_Short task_.
Copy out the data below, from the line containing "the white board" down to the end of the data, reproducing every character unchanged.

_Information supplied_.

┄┄┄┄┄┄┄┄┄┄┄┄┄┄┄┄┄┄┄┄

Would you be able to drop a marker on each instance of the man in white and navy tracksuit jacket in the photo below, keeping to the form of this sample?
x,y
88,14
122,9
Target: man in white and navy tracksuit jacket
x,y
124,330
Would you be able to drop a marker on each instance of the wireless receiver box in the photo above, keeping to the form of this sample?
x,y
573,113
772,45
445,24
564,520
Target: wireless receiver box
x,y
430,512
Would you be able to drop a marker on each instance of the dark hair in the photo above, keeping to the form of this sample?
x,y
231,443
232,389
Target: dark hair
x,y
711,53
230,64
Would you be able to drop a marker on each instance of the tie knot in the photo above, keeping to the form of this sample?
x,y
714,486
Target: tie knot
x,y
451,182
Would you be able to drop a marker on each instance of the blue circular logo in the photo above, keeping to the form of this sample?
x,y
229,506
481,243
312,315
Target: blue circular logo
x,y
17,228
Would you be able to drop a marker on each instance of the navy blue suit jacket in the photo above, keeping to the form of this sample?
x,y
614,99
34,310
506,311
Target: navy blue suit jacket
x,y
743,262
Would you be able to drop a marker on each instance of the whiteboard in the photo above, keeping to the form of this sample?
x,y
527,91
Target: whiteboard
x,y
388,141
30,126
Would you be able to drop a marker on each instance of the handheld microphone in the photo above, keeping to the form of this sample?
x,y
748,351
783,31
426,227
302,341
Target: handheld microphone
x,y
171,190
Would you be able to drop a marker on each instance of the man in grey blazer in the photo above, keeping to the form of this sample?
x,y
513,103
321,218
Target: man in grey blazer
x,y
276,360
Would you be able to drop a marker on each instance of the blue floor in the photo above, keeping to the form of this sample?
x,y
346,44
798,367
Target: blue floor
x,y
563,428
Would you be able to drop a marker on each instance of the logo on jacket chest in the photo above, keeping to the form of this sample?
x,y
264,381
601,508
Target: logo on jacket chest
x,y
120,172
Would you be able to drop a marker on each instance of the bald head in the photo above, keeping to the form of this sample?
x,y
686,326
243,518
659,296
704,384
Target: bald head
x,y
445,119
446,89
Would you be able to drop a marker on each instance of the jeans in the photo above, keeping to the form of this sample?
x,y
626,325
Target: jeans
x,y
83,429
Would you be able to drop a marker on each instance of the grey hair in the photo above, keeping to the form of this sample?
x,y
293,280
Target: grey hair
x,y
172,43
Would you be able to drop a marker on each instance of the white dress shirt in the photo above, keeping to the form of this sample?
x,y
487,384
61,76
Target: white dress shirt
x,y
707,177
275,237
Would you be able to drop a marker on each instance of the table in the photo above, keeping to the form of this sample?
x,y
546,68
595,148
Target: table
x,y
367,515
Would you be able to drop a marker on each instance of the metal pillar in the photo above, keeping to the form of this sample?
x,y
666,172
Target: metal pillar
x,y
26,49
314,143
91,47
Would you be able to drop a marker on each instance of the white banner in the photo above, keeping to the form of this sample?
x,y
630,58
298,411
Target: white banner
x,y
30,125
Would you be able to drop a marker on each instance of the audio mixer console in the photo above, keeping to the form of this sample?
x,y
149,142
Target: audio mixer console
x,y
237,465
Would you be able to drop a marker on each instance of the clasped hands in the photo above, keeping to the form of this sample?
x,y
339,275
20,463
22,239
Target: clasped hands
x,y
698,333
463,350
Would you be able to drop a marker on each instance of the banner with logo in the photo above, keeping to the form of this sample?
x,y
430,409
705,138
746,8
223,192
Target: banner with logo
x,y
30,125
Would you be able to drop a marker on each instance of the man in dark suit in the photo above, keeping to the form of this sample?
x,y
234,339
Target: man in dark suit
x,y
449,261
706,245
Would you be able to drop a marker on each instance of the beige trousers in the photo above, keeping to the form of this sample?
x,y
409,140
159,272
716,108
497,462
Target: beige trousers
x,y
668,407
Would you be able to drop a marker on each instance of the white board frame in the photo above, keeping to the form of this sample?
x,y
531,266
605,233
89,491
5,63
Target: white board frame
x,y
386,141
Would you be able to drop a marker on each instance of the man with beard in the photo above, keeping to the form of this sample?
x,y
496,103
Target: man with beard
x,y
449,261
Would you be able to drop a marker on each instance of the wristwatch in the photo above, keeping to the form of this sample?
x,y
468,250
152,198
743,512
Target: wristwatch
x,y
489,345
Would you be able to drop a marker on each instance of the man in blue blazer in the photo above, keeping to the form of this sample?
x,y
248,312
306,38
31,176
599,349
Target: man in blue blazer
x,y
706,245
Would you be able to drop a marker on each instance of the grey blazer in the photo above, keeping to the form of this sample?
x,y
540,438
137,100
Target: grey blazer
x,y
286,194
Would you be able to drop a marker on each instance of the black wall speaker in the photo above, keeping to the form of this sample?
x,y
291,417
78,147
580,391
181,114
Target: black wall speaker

┄┄┄┄┄┄┄┄┄┄┄┄┄┄┄┄┄┄┄┄

_Complete response_.
Would you be able to drop a marker on each instance of the white board frame in the photo above, keeping to the form of this sample?
x,y
531,266
605,233
89,491
5,63
Target: white board frame
x,y
386,141
Would you be able to drop a marker on each instance of the man with beard in the photo above, keeping to the form of this sample?
x,y
496,103
Target: man with beard
x,y
449,261
Would you be able to drop a marker on each instance of the wristwatch in the photo above, keeping to the form of this sample?
x,y
468,250
152,198
743,512
Target: wristwatch
x,y
489,345
Would you be able to drop a marker on each instance of the man in blue blazer in the photo above, keeping to the form of this sample?
x,y
248,312
306,38
31,176
599,349
Target: man in blue blazer
x,y
706,245
Would you be able to drop a marker on each instance of the grey blazer in the photo above, keeping to the form of this sample?
x,y
540,438
137,100
Target: grey blazer
x,y
286,194
Would you be able to drop a marker on each instance of the black wall speaker in the photo above, keeping to the form of this sample?
x,y
291,417
78,147
580,391
181,114
Target: black wall speaker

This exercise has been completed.